• **Source passage**:
## Start

#Z0096


# import from python libraries and modules
import pandas as pd
import numpy as np
from scipy.stats import pearsonr, spearmanr

# import visual tools
import matplotlib.pyplot as plt
import seaborn as sns

# import from created modules
from prepare import prepare_mvp, split_data


#################### Explore Data ####################


def get_tax_rates(use_csv=True):
    '''

    Obtain tax rates for each property with their county name, and
    output those distributions to a plot and dataframe to return

    '''

    # obtain prepared data to calcualte tax rates
    df = prepare_mvp(use_csv=use_csv)
    # convert into tax rate DataFrame
    df['tax_rate'] = df.tax_amount_usd / df.tax_value_usd
    df = df[['county', 'tax_amount_usd', 'tax_value_usd', 'tax_rate']].sort_values('county')
    # set figure dimensions for plot
    plt.figure(figsize=(30,15))
    # start plot
    plt.hist(df[df.county == 'Los Angeles'].tax_rate, bins=np.linspace(0, 0.1, 50), color='red', alpha=0.25, log=True, label='Los Angeles')
    plt.hist(df[df.county == 'Orange'].tax_rate, bins=np.linspace(0, 0.1, 50), color='green', alpha=0.25, log=True, label='Orange')
    plt.hist(df[df.county == 'Ventura'].tax_rate, bins=np.linspace(0, 0.1, 50), color='blue', alpha=0.25, log=True, label='Ventura')
    plt.rcParams['legend.title_fontsize'] = 20
    plt.xlim(0, 0.1)
    plt.xlabel('Tax Rate')
    plt.title('Distributions of Tax Rates for Each County')
    plt.legend(title='County')
    plt.show()
    
    return df


def get_tax_rates_county(use_csv=True):
    '''

    Takes in Zillow DataFrame with county names, property tax values,
    and property tax payments and adds their means to a DataFrame with
    a calculate tax rate per county.

    '''

    # obtain prepared data to get tax rates
    df = prepare_mvp(use_csv=use_csv)
    # assign blank DataFrame to append to
    df_taxes = pd.DataFrame()

## End

• **Job A**: In the tax-rate code, what color is the histogram for Ventura drawn in?
• **Job B**: Rewrite the stretch of the tax-rate code from "# convert into" through "log=True, label='Los Angeles')", using "purple" in place of "red".

• **Listing**:

## Start

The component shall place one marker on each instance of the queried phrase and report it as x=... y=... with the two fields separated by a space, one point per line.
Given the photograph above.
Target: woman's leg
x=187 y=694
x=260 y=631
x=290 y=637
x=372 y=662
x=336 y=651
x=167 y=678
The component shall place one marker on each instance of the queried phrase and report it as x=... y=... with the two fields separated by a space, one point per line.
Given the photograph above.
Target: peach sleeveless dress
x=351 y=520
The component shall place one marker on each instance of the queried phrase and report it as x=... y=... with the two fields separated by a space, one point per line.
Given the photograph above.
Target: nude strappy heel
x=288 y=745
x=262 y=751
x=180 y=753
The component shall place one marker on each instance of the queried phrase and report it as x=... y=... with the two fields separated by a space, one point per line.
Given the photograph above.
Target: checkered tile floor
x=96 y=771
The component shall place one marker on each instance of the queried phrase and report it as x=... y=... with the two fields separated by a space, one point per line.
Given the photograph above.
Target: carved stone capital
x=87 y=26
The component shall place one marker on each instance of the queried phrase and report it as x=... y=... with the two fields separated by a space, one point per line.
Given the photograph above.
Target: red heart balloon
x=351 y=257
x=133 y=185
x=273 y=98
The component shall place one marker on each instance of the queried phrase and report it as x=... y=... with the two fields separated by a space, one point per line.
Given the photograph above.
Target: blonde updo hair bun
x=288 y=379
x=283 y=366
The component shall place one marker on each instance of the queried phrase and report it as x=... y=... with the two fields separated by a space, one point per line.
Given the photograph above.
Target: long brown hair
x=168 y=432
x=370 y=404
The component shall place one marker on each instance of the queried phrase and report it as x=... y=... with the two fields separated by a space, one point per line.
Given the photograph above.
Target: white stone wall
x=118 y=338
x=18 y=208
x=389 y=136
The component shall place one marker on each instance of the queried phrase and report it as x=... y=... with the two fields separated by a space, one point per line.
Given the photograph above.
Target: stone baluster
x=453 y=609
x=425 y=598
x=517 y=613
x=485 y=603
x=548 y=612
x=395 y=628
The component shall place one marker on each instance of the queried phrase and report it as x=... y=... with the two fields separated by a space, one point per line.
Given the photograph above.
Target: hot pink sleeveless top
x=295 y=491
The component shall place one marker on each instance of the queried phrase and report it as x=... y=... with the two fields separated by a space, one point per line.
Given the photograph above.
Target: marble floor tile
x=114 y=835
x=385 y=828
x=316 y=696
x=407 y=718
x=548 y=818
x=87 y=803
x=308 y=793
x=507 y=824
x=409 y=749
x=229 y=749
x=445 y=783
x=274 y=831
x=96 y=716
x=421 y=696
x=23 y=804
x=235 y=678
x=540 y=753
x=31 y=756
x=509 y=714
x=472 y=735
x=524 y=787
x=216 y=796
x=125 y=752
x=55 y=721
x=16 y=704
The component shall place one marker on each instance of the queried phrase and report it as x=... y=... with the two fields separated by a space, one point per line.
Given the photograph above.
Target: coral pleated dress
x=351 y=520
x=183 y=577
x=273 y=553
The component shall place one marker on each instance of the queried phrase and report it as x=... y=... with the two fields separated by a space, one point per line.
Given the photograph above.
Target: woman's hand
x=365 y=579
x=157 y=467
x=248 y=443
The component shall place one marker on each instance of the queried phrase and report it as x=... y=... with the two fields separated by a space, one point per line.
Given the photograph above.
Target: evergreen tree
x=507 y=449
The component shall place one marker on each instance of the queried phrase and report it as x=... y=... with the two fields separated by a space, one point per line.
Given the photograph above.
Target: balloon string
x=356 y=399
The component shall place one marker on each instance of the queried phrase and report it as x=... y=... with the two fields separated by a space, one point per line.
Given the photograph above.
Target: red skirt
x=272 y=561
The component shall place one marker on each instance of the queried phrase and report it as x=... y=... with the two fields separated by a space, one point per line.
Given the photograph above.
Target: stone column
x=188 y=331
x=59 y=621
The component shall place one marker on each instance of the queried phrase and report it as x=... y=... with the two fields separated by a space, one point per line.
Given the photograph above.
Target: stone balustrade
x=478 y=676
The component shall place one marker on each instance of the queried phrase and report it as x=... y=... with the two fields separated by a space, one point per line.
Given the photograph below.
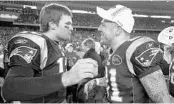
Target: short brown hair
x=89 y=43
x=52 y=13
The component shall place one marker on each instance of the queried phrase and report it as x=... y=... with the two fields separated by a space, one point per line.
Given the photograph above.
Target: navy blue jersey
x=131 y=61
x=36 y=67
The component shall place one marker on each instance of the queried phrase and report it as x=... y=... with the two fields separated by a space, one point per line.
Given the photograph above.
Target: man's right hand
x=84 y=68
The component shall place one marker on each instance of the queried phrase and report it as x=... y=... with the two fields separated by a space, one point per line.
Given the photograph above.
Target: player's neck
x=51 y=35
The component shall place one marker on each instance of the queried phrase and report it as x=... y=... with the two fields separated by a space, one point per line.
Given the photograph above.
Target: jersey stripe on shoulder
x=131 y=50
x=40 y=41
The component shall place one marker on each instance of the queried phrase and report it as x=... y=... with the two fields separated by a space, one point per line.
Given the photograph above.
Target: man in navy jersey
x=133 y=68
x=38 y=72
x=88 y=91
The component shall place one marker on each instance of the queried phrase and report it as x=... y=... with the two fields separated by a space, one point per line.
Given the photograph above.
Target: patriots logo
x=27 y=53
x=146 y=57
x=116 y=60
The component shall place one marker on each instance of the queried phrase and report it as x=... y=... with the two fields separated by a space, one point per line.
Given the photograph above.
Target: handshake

## End
## Start

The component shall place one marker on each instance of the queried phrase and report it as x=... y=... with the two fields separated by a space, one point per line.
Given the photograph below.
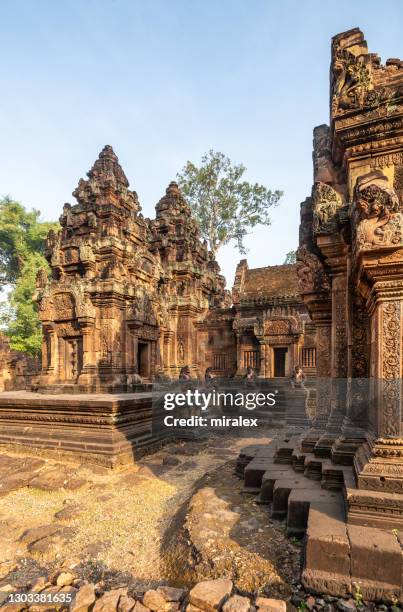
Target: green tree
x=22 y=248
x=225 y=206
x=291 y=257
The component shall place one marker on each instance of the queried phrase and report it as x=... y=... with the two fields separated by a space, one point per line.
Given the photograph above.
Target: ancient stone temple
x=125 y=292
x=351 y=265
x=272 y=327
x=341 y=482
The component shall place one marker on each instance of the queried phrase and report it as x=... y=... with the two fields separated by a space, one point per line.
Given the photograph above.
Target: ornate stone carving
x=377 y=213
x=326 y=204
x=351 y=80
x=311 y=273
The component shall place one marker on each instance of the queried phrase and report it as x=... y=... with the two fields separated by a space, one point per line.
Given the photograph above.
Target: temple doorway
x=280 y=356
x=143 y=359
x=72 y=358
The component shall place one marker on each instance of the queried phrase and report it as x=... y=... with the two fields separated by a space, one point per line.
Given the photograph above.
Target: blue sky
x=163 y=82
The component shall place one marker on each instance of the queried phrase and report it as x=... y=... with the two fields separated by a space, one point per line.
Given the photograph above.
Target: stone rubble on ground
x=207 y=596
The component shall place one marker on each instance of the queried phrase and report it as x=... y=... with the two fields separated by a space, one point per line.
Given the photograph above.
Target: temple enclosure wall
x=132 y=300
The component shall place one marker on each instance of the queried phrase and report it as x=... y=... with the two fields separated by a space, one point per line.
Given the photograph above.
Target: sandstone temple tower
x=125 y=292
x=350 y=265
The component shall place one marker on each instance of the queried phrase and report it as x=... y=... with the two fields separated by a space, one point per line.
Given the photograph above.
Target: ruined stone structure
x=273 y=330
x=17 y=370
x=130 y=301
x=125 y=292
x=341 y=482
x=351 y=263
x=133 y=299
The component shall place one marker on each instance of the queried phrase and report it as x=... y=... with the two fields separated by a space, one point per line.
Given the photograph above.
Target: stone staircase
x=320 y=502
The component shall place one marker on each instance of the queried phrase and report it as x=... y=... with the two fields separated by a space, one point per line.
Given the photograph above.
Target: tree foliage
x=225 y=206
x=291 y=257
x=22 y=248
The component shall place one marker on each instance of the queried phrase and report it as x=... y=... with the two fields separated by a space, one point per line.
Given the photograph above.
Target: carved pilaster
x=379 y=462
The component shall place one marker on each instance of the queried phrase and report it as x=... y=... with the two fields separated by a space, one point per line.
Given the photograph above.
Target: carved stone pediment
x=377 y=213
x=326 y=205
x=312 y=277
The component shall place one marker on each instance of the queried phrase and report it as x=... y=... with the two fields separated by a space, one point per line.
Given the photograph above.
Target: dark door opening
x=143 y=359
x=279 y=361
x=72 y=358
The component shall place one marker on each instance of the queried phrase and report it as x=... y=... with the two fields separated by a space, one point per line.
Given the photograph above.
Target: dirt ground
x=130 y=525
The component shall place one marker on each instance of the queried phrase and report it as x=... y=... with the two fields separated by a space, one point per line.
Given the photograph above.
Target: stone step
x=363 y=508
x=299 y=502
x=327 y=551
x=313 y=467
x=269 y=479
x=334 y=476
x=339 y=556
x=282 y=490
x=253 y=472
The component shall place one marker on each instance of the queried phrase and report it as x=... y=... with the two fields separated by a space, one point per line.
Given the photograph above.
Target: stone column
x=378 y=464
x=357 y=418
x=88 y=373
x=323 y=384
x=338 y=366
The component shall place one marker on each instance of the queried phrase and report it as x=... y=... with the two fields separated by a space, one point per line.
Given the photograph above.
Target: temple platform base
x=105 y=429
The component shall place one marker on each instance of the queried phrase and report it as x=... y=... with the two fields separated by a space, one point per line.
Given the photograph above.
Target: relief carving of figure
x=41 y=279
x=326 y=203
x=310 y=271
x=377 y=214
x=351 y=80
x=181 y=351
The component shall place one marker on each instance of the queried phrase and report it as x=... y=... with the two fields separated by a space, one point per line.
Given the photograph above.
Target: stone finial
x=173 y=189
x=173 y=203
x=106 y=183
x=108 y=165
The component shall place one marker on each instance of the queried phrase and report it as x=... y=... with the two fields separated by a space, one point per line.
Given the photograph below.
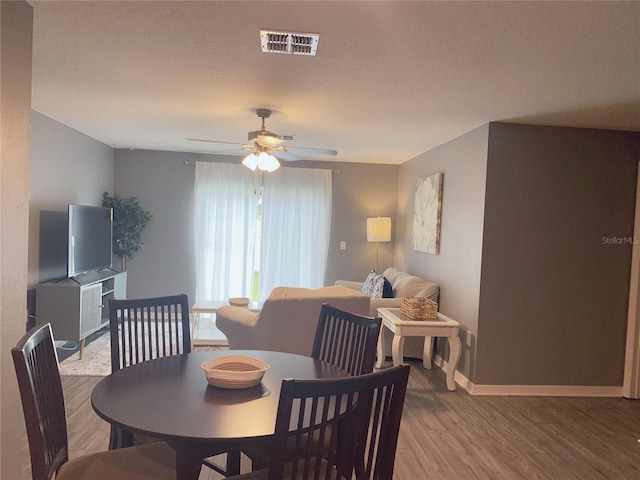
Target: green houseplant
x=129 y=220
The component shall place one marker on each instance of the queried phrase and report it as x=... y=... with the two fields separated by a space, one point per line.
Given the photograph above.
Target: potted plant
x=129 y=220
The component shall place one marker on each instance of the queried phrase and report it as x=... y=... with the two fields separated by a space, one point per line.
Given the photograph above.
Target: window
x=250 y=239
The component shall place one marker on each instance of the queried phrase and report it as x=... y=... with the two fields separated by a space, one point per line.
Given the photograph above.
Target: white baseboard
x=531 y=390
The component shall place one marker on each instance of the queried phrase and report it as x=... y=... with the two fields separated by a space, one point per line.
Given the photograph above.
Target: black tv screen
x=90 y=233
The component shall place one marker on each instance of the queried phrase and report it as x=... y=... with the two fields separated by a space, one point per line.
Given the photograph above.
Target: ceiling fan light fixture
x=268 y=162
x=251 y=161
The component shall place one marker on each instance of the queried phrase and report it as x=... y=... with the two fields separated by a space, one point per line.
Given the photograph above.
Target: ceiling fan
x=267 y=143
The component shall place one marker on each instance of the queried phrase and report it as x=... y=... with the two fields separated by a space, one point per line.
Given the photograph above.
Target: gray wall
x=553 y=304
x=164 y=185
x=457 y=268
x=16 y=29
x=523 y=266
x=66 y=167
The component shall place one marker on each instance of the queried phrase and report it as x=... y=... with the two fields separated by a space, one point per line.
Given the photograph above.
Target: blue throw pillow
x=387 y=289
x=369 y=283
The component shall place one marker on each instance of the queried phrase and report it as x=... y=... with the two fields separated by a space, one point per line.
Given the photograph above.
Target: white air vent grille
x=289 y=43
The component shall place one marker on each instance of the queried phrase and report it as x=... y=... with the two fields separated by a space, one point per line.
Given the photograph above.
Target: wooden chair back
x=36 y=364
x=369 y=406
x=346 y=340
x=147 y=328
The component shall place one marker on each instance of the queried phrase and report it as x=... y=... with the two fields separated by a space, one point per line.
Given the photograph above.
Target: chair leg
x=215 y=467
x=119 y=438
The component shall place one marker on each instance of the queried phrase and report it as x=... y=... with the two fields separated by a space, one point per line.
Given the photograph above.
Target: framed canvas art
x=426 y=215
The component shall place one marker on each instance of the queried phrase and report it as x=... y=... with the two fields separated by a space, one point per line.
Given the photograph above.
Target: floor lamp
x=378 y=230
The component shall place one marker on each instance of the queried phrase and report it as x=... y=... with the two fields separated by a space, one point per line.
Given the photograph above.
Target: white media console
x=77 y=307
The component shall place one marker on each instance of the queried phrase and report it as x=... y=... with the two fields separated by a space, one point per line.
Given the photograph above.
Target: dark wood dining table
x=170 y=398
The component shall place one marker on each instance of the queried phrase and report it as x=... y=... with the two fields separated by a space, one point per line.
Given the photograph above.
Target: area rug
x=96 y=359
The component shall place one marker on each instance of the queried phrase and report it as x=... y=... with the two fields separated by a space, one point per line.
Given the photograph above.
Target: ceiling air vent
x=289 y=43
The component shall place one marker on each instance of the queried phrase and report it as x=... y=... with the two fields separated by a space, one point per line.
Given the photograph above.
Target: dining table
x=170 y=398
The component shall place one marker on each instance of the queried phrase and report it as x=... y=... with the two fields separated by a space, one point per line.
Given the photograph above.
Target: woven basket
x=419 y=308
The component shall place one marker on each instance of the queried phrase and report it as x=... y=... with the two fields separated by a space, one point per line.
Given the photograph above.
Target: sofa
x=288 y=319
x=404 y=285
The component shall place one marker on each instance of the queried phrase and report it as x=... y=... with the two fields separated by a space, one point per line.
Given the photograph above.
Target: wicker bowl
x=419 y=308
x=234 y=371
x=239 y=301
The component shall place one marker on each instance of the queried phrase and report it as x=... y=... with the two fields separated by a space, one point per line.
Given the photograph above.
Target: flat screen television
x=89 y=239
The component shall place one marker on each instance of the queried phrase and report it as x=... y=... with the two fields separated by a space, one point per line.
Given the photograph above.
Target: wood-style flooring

## End

• **Task response A**: Blue.

• **Task response B**:
# convert into tax rate DataFrame
    df['tax_rate'] = df.tax_amount_usd / df.tax_value_usd
    df = df[['county', 'tax_amount_usd', 'tax_value_usd', 'tax_rate']].sort_values('county')
    # set figure dimensions for plot
    plt.figure(figsize=(30,15))
    # start plot
    plt.hist(df[df.county == 'Los Angeles'].tax_rate, bins=np.linspace(0, 0.1, 50), color='purple', alpha=0.25, log=True, label='Los Angeles')